§ **Source text**
CATHAY NOTES VOLUME SLOWDOWN IN BANGLADESH, SRI LANKA BUT SAYS SOUTH ASIA RECOVERY UNDERWAY
Cathay Pacific noted the ongoing recovery of the aviation sector in South Asia as the region has fully reopened, although production in some key manufacturing hubs has slowed due to more muted demand.
In a market update, Rajesh Menon, regional head of cargo, SAMEA ( South Asia, Middle East, Africa) said the region is now seeing a "new normal" in which COVID-19 forced positive changes in both adaptability and agility, and also a welcome transition to digital platforms and the ways in which cargo is booked and paid for across the subcontinent.
"Currently, we're welcoming back more passenger services across our region as Cathay Pacific rebuilds its network, but it's worth remembering that air cargo and our operations never actually stopped over the past couple of years," Menon said, although noting changes that happened to the industry.
"As we lost the ability to run so many long-haul freighters on transpacific routes, we had to focus more on the Asian market where there was still cargo capacity from our regional freighters. In fact, as a consequence of temporarily losing the capacity to the Americas earlier this year, we were able to add about 15% to Asian tonnages – and this will be retained as a core market for us in future," he added.
The Cathay SAMEA chief noted that with the resumption of passenger services to Dubai and Bengaluru, customers have more options and more access to the Americas via our transpacific freighters.

§ **Complete the following**
[A] According to the Cathay Pacific article, by roughly what percentage did Cathay Pacific increase its Asian tonnages?
[B] Write out the stretch of the Cathay Pacific article from "In a market" through "to the industry.".
[C] State whether each statement below agrees with the Cathay Pacific article, answering yes or no and quoting the words that decide it: (i) Rajesh Menon is the regional head of cargo for SAMEA. (ii) Cathay Pacific's air cargo operations stopped over the past couple of years. (iii) Passenger services to Dubai and Bengaluru have resumed.

§ **Provided material**

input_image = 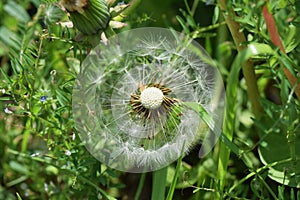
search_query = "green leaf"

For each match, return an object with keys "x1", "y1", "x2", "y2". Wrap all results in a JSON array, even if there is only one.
[
  {"x1": 4, "y1": 1, "x2": 30, "y2": 23},
  {"x1": 151, "y1": 167, "x2": 168, "y2": 200},
  {"x1": 258, "y1": 132, "x2": 300, "y2": 188},
  {"x1": 283, "y1": 25, "x2": 300, "y2": 53},
  {"x1": 176, "y1": 15, "x2": 190, "y2": 35}
]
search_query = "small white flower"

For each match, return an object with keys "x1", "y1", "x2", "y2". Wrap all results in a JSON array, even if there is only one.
[{"x1": 73, "y1": 28, "x2": 224, "y2": 172}]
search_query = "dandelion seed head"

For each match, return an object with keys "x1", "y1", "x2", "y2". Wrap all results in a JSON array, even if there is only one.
[
  {"x1": 140, "y1": 87, "x2": 164, "y2": 110},
  {"x1": 72, "y1": 28, "x2": 224, "y2": 172}
]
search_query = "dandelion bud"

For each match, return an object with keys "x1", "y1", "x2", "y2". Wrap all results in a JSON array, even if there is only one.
[{"x1": 61, "y1": 0, "x2": 110, "y2": 35}]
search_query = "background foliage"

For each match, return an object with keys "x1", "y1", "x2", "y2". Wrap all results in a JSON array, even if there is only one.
[{"x1": 0, "y1": 0, "x2": 300, "y2": 199}]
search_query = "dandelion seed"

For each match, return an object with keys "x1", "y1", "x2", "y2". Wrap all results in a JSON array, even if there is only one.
[{"x1": 72, "y1": 28, "x2": 224, "y2": 172}]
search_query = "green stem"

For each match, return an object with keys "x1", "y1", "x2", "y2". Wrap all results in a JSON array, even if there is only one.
[
  {"x1": 218, "y1": 0, "x2": 263, "y2": 118},
  {"x1": 166, "y1": 143, "x2": 185, "y2": 200},
  {"x1": 134, "y1": 173, "x2": 147, "y2": 200},
  {"x1": 113, "y1": 0, "x2": 142, "y2": 21},
  {"x1": 151, "y1": 167, "x2": 168, "y2": 200}
]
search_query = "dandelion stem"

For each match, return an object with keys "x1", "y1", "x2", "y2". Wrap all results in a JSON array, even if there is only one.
[
  {"x1": 151, "y1": 167, "x2": 168, "y2": 200},
  {"x1": 134, "y1": 173, "x2": 147, "y2": 200},
  {"x1": 166, "y1": 143, "x2": 185, "y2": 200}
]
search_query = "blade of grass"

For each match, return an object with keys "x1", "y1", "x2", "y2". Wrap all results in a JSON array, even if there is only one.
[
  {"x1": 217, "y1": 43, "x2": 275, "y2": 198},
  {"x1": 151, "y1": 167, "x2": 168, "y2": 200},
  {"x1": 134, "y1": 173, "x2": 147, "y2": 200},
  {"x1": 166, "y1": 143, "x2": 185, "y2": 200}
]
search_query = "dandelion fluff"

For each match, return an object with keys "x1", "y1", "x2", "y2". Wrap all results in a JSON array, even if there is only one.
[{"x1": 73, "y1": 28, "x2": 224, "y2": 173}]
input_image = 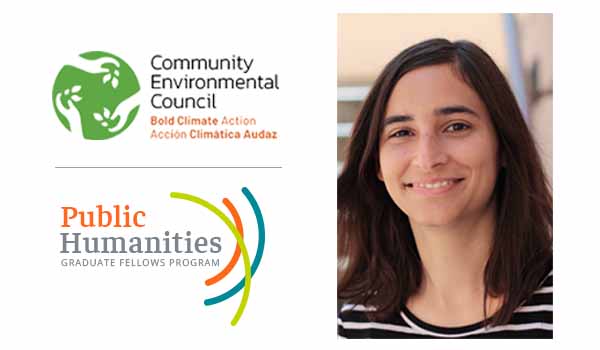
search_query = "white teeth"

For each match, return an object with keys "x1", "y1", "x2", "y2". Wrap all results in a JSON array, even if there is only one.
[{"x1": 415, "y1": 180, "x2": 452, "y2": 189}]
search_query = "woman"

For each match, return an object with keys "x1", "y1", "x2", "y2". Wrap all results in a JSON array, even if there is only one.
[{"x1": 338, "y1": 39, "x2": 552, "y2": 338}]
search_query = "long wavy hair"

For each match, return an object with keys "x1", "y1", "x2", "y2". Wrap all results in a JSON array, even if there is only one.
[{"x1": 337, "y1": 39, "x2": 552, "y2": 325}]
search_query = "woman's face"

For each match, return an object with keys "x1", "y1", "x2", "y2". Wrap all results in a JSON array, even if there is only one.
[{"x1": 378, "y1": 64, "x2": 499, "y2": 226}]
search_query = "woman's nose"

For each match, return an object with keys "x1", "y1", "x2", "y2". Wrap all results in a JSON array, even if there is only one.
[{"x1": 415, "y1": 134, "x2": 448, "y2": 171}]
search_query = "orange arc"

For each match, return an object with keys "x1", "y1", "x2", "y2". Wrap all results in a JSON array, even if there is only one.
[{"x1": 205, "y1": 198, "x2": 244, "y2": 286}]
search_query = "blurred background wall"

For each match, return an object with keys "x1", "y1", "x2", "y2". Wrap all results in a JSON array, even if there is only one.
[{"x1": 337, "y1": 14, "x2": 552, "y2": 186}]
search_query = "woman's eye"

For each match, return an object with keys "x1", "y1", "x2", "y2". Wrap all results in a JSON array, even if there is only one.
[
  {"x1": 446, "y1": 123, "x2": 471, "y2": 132},
  {"x1": 390, "y1": 130, "x2": 412, "y2": 137}
]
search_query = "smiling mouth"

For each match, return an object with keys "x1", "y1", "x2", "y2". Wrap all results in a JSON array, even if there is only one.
[{"x1": 404, "y1": 178, "x2": 465, "y2": 190}]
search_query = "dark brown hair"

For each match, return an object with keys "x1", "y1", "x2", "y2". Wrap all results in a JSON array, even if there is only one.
[{"x1": 337, "y1": 39, "x2": 552, "y2": 325}]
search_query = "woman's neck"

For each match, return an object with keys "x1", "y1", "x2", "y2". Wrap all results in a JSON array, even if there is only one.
[{"x1": 407, "y1": 206, "x2": 500, "y2": 326}]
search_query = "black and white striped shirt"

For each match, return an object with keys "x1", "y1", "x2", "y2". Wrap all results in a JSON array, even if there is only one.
[{"x1": 338, "y1": 271, "x2": 552, "y2": 338}]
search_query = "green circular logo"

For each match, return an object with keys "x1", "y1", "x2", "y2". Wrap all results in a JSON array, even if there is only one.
[{"x1": 52, "y1": 51, "x2": 140, "y2": 140}]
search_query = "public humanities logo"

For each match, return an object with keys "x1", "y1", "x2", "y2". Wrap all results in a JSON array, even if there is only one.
[
  {"x1": 171, "y1": 187, "x2": 265, "y2": 326},
  {"x1": 52, "y1": 51, "x2": 140, "y2": 140}
]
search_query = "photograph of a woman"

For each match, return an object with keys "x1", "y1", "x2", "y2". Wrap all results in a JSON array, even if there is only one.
[{"x1": 337, "y1": 39, "x2": 553, "y2": 338}]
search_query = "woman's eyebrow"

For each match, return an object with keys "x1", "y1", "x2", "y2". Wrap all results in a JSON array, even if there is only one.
[
  {"x1": 382, "y1": 115, "x2": 415, "y2": 128},
  {"x1": 433, "y1": 105, "x2": 479, "y2": 118},
  {"x1": 382, "y1": 105, "x2": 479, "y2": 128}
]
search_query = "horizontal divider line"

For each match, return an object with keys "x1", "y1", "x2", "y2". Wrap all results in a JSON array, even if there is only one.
[{"x1": 54, "y1": 166, "x2": 282, "y2": 169}]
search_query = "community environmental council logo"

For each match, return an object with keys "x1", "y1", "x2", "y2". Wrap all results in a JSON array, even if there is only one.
[{"x1": 52, "y1": 51, "x2": 140, "y2": 140}]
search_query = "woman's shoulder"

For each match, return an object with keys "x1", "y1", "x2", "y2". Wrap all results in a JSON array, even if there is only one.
[{"x1": 338, "y1": 304, "x2": 414, "y2": 338}]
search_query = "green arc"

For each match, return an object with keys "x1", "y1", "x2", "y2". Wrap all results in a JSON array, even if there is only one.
[{"x1": 171, "y1": 192, "x2": 252, "y2": 326}]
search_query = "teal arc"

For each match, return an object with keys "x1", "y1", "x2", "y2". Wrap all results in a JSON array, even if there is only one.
[{"x1": 204, "y1": 187, "x2": 265, "y2": 306}]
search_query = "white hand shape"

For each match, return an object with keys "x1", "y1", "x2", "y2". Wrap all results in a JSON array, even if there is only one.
[
  {"x1": 70, "y1": 57, "x2": 120, "y2": 74},
  {"x1": 54, "y1": 86, "x2": 83, "y2": 137},
  {"x1": 108, "y1": 93, "x2": 139, "y2": 133}
]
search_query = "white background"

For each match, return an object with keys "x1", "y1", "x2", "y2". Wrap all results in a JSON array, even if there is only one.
[{"x1": 0, "y1": 0, "x2": 600, "y2": 349}]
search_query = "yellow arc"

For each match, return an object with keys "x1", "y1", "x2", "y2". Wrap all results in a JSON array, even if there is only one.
[{"x1": 171, "y1": 192, "x2": 252, "y2": 326}]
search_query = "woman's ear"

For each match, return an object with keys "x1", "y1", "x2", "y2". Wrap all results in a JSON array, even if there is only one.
[{"x1": 377, "y1": 163, "x2": 383, "y2": 182}]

§ **Answers below**
[A] About 15%.

[B]
In a market update, Rajesh Menon, regional head of cargo, SAMEA ( South Asia, Middle East, Africa) said the region is now seeing a "new normal" in which COVID-19 forced positive changes in both adaptability and agility, and also a welcome transition to digital platforms and the ways in which cargo is booked and paid for across the subcontinent.
"Currently, we're welcoming back more passenger services across our region as Cathay Pacific rebuilds its network, but it's worth remembering that air cargo and our operations never actually stopped over the past couple of years," Menon said, although noting changes that happened to the industry.

[C]
(i) Yes: "Rajesh Menon, regional head of cargo, SAMEA"
(ii) No: "air cargo and our operations never actually stopped over the past couple of years"
(iii) Yes: "with the resumption of passenger services to Dubai and Bengaluru"